== Document extract ==
*** Block opens ***
After the Verdict: Hug Your Sons

My son is just developing a sense of morals. What can I tell him about the boy who did nothing wrong?

Generic image (Thinkstock)
Generic image (Thinkstock)

My son is a Brooklyn kid. He knows that grown-ups should never ask him for high-fives or pounds or anything else when Mamma is not close by. “Grown-ups should not approach kids for anything,” I tell him. So, how do I explain that a grown-up did follow a boy, a boy who looks so much like him? That this man scared the boy, fought the boy, killed the boy. How do I explain that this man who killed that boy is now free, that it was the boy who was put on trial, who was blamed for making the man follow him. How do I tell him this at age 4?

He is just developing a sense of right and wrong. So, what can I tell him about the boy who did nothing wrong? What can I say that makes sense to a 4-year-old?

It has already become time for us to have The Talk. But I have to develop a more sophisticated discourse about his safety. He needs to begin to know things now. But, the truth is, there is nothing we can say to our children to protect them from men like Zimmerman. There is nothing young Trayvon could have done differently. There is no playbook for how to handle gun-wielding men who profile boys, boys whose pockets are stuffed with candy.
*** Block closes ***
== Extracted records ==
*** Block opens ***
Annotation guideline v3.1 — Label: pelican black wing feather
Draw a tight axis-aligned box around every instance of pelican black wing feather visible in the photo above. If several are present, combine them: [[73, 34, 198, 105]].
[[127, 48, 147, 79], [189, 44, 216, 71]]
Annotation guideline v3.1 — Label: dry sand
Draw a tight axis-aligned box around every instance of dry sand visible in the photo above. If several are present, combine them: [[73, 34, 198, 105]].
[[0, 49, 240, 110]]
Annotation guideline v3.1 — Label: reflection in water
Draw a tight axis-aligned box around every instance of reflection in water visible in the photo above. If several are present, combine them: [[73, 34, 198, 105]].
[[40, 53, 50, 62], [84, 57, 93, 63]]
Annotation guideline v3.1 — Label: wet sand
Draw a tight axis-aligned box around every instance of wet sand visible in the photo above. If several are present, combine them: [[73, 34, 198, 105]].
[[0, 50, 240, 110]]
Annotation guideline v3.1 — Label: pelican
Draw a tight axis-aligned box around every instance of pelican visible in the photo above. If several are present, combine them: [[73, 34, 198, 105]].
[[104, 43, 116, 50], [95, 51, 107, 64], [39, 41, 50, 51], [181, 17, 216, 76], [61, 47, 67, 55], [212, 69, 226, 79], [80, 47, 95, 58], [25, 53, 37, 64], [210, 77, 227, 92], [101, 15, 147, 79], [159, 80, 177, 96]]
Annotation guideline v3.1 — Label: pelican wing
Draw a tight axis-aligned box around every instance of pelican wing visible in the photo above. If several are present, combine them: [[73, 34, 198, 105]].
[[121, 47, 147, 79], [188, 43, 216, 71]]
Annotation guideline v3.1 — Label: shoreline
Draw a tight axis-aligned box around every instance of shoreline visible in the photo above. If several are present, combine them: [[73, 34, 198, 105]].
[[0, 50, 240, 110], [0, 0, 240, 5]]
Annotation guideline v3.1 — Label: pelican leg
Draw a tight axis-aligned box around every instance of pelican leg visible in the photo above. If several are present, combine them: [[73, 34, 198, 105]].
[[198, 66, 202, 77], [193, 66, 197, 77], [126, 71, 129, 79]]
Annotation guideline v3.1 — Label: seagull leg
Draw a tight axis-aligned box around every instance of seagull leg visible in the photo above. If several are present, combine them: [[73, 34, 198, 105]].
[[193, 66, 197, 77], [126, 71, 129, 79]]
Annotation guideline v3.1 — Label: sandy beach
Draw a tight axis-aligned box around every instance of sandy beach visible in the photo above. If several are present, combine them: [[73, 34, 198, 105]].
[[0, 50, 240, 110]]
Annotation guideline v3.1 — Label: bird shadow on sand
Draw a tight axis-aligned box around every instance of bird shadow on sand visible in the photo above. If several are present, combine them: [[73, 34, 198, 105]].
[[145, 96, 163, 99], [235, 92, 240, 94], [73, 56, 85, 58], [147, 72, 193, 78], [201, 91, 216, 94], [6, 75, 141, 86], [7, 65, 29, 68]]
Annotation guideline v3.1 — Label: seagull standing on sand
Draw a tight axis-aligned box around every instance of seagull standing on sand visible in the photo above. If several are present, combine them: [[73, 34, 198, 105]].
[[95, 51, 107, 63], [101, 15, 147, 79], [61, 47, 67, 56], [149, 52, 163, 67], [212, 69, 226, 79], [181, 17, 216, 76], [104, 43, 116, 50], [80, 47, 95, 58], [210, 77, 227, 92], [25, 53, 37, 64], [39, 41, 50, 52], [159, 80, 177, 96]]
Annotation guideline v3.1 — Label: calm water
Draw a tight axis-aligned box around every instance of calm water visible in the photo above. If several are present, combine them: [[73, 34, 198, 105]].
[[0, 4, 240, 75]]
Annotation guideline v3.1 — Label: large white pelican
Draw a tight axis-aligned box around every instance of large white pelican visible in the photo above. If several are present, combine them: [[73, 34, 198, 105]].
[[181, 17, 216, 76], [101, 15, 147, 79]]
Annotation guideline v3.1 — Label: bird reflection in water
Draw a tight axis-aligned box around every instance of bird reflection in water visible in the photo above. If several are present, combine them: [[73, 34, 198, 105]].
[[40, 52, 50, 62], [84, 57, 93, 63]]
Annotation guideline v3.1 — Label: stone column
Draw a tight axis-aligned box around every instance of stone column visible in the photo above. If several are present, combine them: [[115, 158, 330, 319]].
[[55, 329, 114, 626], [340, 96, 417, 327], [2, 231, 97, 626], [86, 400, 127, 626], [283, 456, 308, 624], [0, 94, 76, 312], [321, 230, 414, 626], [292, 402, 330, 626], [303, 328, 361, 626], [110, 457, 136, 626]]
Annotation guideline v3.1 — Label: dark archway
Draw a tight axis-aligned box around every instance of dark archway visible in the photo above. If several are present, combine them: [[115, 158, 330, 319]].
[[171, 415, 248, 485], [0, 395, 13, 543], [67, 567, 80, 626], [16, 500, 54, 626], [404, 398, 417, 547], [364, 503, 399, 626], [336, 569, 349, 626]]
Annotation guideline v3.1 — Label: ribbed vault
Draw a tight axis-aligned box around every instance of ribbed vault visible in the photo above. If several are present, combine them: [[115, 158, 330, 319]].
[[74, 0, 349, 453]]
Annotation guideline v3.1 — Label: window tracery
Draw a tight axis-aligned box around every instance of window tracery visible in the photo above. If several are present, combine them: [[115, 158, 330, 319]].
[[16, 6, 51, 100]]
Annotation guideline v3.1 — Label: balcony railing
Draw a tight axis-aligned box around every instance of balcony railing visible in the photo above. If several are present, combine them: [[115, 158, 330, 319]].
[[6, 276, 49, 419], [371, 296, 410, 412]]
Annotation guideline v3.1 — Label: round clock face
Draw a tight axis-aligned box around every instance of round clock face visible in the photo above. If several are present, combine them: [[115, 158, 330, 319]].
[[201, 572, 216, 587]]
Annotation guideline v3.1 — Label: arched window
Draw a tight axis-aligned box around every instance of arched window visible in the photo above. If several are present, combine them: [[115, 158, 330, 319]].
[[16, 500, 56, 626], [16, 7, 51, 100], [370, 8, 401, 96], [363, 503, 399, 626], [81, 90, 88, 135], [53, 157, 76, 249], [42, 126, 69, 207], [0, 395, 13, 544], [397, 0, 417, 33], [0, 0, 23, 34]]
*** Block closes ***
== Task to complete ==
Rewrite the piece on the verdict from "He is just developing" to "to a 4-year-old?", changing "4-year-old" to "four-year-old".

== Your solution ==
He is just developing a sense of right and wrong. So, what can I tell him about the boy who did nothing wrong? What can I say that makes sense to a four-year-old?